___ Page extract

At first glance, one reasonable approach is to rehash objects that map to a full bin rather than use the nearest clockwise bin. We reassign an object to bin h(i) rather than i + 1 if bin i is full. However, linear probing with random probes fails because it effectively rearranges the unit circle. Bin i always overflows into h(i), preserving the cascaded overflow effect.

Random Jump Consistent Hashing

Our proposal is motivated by Optimal Densification (Shrivastava 2017), a technique introduced to quickly compute minwise hashes in information retrieval. We break the cascade effect by introducing Random Jumps for Consistent Hashing (RJ-CH). In practice, the segments of the unit circle are mapped to an array. RJ-CH continuously rehashes objects until they reach an index associated with an available bin. Unlike simple rehashing, the RJ-CH hash function takes two arguments: the object and the failed attempts to find an available bin. The second argument breaks the cascading effect because it ensures that two objects have a low probability of overflowing to the same location. This probability is 1/m, where m is the length of the array. Figure 4a shows RJ-CH in a situation without full bins, which evolves into Figure 4b when a bin becomes full. RJCH prevents cascaded overflow because objects are assigned to any of the available bins with uniform probability by the universal hashing property. RJ-CH cannot be implemented with a dynamically changing array size, but this limitation is common to RJ-CH, CH-BL and CH. We also note that load balancing methods are usually accompanied by hueristics like time-based expiry and eviction of stale objects (Anderson, Luo, and Smith 2019; Buck et al. 2017; Bengtsson et al. 2020) to evict duplicates and unused objects. Objects are commonly deleted when they are unused for some time. Many implementations, such as (Anderson, Luo, and Smith 2019), impose stringent eviction criteria. It is also common practice to wipe the cache of a failed server and repopulate the cache as needed when the server is back online. RJ-CH

is compatible with all such techniques, since deleting an element simply frees space in the bin. We emphasize here that while RJ-CH requires accessing a random bin, while CH-BL accesses a subsequent bin, the access time is very much implementation dependent and seems to rarely affect final results, since most of the array can fill an L3 cache so contiguous memory access is not an issue. Furthermore, RJ-CH differs from the non-linear probing discussed in (Mirrokni, Thorup, and Zadimoghaddam 2018), since non-linear probes can still land in a cycle.

(a) Initial assignment method.

(b) New object arrives (later).

(c) Final assignment.

Figure 4: RJ-CH object/bin assignment (bin capacity of 3).

Discussion: Object Removal, Bin Removal and Bin Addition Schemes

When a bin is added, we may encounter a situation where an object is cached in the new bin while also existing somewhere else in the array. In practice, this is not a problem because the system will no longer request the duplicate and it will eventually be evicted by its bin. When a bin is removed, its objects will be cached in the available bin chosen by RJ-CH the next time the objects are requested.

______
___ Dataset extract

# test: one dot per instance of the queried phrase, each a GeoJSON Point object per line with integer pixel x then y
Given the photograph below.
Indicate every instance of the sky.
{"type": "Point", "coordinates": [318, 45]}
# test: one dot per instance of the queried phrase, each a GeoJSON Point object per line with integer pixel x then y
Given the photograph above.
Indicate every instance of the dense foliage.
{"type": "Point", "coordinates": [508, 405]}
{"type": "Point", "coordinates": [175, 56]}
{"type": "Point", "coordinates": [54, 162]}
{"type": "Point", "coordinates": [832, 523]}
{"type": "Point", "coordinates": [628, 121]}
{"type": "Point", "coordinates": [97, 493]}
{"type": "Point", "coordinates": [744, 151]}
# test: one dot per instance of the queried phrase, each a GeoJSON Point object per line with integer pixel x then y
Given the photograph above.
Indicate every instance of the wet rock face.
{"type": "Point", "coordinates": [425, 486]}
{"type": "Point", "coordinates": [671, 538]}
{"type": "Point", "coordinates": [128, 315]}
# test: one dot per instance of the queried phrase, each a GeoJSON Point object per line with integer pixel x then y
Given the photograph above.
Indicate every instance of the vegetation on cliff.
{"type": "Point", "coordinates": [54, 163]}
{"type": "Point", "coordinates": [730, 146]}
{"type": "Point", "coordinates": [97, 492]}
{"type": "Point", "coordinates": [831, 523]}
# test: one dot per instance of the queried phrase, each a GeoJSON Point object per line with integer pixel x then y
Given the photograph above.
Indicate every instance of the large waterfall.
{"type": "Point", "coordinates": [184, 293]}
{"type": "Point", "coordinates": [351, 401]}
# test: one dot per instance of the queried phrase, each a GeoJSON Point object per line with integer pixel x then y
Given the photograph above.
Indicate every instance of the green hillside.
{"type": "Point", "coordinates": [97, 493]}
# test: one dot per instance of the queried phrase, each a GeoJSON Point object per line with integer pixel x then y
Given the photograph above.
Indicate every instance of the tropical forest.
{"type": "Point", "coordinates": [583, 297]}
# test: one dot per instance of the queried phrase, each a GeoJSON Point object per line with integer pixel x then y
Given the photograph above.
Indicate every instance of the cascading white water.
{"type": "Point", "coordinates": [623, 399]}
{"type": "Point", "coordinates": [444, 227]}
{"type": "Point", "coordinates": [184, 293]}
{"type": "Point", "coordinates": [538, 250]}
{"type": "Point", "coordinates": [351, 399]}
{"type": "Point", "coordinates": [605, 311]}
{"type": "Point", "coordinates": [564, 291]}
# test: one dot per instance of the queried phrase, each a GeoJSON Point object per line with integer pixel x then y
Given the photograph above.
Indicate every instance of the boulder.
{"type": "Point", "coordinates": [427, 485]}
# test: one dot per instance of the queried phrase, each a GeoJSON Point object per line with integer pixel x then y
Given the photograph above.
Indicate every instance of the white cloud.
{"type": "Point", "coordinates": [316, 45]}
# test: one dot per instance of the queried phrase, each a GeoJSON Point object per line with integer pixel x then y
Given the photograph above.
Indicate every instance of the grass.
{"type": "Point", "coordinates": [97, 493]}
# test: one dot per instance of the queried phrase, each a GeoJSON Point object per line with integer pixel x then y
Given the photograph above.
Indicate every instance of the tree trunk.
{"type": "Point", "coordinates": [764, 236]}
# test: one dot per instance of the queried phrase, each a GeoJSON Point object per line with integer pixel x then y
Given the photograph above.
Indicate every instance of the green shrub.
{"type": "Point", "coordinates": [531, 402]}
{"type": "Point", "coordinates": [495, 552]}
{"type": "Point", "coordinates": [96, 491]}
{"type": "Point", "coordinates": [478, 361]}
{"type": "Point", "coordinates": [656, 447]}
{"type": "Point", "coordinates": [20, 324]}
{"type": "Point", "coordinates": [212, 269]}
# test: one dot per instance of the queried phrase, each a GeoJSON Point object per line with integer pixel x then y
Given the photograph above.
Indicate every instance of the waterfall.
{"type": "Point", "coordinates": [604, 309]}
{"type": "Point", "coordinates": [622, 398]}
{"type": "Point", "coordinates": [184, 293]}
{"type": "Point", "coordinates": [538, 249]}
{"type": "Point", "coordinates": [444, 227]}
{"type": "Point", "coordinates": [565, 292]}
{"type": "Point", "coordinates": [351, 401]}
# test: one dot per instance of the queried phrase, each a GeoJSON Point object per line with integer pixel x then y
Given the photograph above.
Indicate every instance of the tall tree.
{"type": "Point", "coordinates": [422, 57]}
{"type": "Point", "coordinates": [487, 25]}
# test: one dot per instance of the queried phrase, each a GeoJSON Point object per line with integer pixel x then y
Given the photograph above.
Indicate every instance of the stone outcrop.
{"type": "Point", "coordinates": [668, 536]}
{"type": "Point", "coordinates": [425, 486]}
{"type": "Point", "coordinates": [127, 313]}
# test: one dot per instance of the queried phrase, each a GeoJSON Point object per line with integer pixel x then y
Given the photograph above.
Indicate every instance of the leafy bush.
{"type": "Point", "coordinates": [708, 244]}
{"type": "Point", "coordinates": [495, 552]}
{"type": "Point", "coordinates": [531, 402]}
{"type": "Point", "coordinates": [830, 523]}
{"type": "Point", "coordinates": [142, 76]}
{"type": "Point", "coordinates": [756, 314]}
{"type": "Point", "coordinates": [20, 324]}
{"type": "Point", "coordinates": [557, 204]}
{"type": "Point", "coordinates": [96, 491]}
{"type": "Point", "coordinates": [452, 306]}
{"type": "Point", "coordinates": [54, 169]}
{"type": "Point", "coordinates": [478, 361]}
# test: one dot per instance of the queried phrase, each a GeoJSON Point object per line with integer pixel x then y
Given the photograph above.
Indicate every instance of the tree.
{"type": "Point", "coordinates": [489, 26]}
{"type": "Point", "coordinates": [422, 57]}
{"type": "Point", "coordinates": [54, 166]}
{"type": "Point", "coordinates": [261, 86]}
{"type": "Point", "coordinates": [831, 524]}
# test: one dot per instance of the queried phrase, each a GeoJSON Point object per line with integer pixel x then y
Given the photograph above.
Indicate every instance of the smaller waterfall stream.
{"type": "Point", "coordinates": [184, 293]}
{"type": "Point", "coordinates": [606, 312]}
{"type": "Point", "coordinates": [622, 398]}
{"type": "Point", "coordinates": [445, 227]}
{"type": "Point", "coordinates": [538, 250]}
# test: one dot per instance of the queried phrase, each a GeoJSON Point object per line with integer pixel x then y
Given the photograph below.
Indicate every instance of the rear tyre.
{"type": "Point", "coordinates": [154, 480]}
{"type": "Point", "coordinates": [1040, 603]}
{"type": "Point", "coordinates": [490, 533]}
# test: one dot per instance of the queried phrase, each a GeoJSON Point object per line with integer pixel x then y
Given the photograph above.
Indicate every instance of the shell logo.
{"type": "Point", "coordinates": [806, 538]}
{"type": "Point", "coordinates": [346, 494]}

______

◆ **What you will do**
A) Answer these from the hashing text:
(i) What probability does it give that two objects overflow to the same location, and what does m stand for?
(ii) What bin capacity does Figure 4 use?
(iii) When a bin is removed, where are its objects cached?
B) Restate as a short bulleted list the paragraph of the hashing text that begins "When a bin is added".
C) Revise the stretch of the hashing text from "is compatible with" through "Initial assignment method.", putting "L2 cache" in place of "L3 cache".

◆ **Responses to the exercise**
A)
(i) The probability is 1/m, where m is the length of the array.
(ii) A bin capacity of 3.
(iii) In the available bin chosen by RJ-CH the next time the objects are requested.

B)
- Adding a bin can leave an object cached in the new bin while it also exists elsewhere in the array.
- In practice this causes no problem: the system stops requesting the duplicate, and its bin eventually evicts it.
- When a bin is removed, its objects are cached in the available bin RJ-CH chooses the next time they are requested.

C)
is compatible with all such techniques, since deleting an element simply frees space in the bin. We emphasize here that while RJ-CH requires accessing a random bin, while CH-BL accesses a subsequent bin, the access time is very much implementation dependent and seems to rarely affect final results, since most of the array can fill an L2 cache so contiguous memory access is not an issue. Furthermore, RJ-CH differs from the non-linear probing discussed in (Mirrokni, Thorup, and Zadimoghaddam 2018), since non-linear probes can still land in a cycle.

(a) Initial assignment method.